» Travail demandé
Modifiez, s'il vous plaît, un passage de l'extrait sur les fake news : recopiez-le en commençant par « L’homme de loi » et en terminant par « souligne Me Nawaz Dookhee. », avec « appareil » à la place de « ordinateur ».

» Extrait du texte
● ● ● ● ●

L’homme de loi est d’avis que tous les moyens sont bons pour véhiculer des fake news et faire passer des messages pour atteindre certaines personnes. « Sous le couvert de l’anonymat, les pirates profitent de la situation pour faire passer des messages désobligeants, indécents et même à caractère communal. Mais ce qu’ils ne réalisent pas, c’est que chaque ordinateur a un code unique et qu’il est possible de retracer l’origine du message, même si cela peut prendre un peu de temps. Entretemps, la balle est déjà partie et a eu le temps de toucher sa/ses cible/s, en attendant que les sanctions puissent être prises », souligne Me Nawaz Dookhee.

L’avocat ajoute ensuite que, malgré les ravages que peuvent causer ces Fake news, il n’est pas question de museler les réseaux sociaux, car ce serait aller à l’encontre des droits fondamentaux des citoyens et d’une société. On ne peut, à cause de cela, précise-t-il, s’attaquer à la démocratie du pays. Selon ce dernier, agir de la sorte témoigne d’un « manque d’éducation », mais il y a aussi des « vested interests ». « Il est grand temps d’envoyer un signal fort et des sanctions doivent être prises pour mettre fin à ce genre de pratique », martèle l’ancien consultant juridique de l’IBA et ancien directeur légale de l’ICTA.

● ● ● ● ●

» Données enregistrées
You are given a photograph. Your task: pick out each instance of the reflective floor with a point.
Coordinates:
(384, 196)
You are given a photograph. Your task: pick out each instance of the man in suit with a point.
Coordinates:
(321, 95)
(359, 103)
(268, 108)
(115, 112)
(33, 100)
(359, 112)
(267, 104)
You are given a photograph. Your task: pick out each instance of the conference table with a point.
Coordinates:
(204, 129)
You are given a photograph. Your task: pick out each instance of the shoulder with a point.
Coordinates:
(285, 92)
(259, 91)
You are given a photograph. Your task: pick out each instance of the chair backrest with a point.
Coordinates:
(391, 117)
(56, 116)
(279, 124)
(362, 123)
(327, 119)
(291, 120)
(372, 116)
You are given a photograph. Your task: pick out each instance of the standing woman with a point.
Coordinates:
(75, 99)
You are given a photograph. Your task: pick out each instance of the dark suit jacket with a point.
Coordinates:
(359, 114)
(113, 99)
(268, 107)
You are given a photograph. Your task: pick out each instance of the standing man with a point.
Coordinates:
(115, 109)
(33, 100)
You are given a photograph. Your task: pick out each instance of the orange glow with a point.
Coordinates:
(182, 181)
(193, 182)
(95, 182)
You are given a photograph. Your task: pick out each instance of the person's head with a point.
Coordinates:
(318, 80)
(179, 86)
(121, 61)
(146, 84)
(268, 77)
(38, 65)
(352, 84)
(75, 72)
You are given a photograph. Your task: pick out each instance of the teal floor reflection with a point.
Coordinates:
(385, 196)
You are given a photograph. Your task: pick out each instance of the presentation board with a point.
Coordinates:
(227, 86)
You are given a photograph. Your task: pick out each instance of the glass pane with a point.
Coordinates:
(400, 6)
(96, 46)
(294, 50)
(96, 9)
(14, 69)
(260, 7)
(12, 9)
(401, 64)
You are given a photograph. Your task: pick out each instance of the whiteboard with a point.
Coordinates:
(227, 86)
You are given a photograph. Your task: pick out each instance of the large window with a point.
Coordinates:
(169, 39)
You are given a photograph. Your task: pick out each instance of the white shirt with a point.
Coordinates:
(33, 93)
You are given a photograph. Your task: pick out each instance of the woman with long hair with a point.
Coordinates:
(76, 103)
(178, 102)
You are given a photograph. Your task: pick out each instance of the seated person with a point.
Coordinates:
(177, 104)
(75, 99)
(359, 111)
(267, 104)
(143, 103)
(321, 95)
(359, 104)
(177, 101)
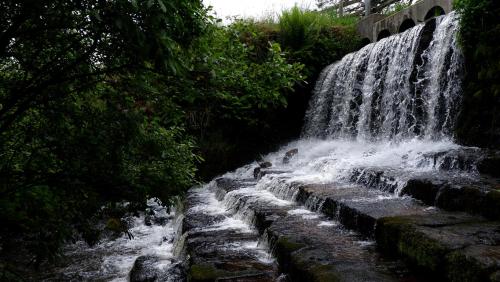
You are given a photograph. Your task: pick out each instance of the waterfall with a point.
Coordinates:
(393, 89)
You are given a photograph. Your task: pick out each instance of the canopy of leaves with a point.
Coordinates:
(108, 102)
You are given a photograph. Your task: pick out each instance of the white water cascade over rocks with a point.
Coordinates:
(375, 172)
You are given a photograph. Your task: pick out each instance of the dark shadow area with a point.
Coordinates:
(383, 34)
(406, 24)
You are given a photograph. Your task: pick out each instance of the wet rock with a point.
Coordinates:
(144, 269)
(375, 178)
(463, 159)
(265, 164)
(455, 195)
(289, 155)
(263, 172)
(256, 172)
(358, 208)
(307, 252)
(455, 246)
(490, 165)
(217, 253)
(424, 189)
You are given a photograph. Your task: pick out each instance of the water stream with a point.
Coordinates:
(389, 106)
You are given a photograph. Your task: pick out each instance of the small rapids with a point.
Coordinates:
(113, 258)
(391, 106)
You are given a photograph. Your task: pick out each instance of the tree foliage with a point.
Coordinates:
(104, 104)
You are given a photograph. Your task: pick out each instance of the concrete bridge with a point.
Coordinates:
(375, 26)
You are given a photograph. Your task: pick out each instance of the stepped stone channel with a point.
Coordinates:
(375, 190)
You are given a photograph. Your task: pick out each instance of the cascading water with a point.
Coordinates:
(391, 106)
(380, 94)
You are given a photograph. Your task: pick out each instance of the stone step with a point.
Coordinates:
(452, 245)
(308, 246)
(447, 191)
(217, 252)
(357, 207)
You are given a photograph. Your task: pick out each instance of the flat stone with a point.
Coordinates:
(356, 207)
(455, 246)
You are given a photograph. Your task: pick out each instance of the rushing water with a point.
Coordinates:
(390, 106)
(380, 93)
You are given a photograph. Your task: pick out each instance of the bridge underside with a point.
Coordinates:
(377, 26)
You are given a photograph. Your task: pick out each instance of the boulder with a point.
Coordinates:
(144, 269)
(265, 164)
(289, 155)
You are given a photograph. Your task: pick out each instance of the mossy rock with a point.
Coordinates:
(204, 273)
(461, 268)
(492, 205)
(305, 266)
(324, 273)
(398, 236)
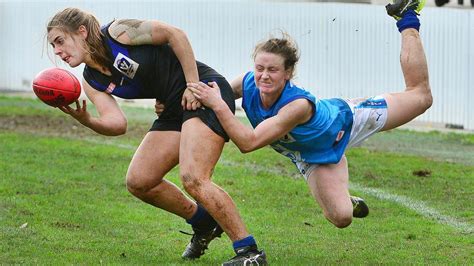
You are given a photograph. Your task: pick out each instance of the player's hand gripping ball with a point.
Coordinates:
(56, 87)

● ● ● ● ●

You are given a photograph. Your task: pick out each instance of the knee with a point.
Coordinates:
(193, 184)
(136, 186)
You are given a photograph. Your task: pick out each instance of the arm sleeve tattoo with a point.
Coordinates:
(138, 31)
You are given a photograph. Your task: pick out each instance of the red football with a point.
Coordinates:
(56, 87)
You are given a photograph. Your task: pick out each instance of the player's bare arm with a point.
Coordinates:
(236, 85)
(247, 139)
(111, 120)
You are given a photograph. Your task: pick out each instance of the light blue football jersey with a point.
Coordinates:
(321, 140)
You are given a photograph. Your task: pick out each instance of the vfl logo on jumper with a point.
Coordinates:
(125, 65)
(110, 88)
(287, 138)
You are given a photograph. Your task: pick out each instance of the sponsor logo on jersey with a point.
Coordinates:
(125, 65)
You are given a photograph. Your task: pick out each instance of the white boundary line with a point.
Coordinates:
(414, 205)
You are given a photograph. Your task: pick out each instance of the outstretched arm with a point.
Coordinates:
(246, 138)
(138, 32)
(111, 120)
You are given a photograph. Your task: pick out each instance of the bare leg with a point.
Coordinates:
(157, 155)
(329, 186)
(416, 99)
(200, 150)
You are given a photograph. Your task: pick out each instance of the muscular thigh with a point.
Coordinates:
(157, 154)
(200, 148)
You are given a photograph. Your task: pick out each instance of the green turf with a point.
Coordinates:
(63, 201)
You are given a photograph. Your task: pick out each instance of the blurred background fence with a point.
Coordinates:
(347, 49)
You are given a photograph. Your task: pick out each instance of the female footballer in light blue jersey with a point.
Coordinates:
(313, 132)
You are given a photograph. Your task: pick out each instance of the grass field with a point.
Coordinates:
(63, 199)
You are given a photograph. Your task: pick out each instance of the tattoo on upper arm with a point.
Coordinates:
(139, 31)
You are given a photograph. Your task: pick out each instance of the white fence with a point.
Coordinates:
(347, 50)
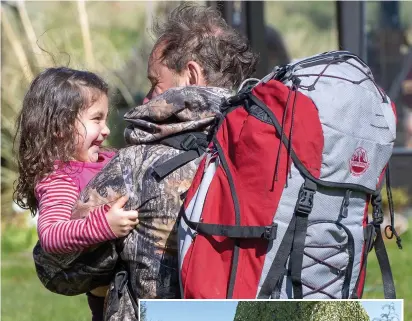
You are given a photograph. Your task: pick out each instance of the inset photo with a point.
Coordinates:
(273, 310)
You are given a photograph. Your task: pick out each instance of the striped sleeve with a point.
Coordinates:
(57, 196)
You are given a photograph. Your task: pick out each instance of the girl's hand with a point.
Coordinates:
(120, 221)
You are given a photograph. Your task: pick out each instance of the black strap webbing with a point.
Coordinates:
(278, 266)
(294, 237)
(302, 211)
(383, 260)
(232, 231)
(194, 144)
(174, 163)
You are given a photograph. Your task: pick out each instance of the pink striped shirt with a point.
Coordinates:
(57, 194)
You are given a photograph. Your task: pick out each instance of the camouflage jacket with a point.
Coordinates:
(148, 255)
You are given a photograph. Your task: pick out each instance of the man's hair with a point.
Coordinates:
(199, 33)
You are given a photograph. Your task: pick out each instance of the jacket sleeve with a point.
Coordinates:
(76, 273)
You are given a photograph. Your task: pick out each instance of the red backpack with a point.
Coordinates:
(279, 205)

● ● ● ● ●

» Réponse
L’homme de loi est d’avis que tous les moyens sont bons pour véhiculer des fake news et faire passer des messages pour atteindre certaines personnes. « Sous le couvert de l’anonymat, les pirates profitent de la situation pour faire passer des messages désobligeants, indécents et même à caractère communal. Mais ce qu’ils ne réalisent pas, c’est que chaque appareil a un code unique et qu’il est possible de retracer l’origine du message, même si cela peut prendre un peu de temps. Entretemps, la balle est déjà partie et a eu le temps de toucher sa/ses cible/s, en attendant que les sanctions puissent être prises », souligne Me Nawaz Dookhee.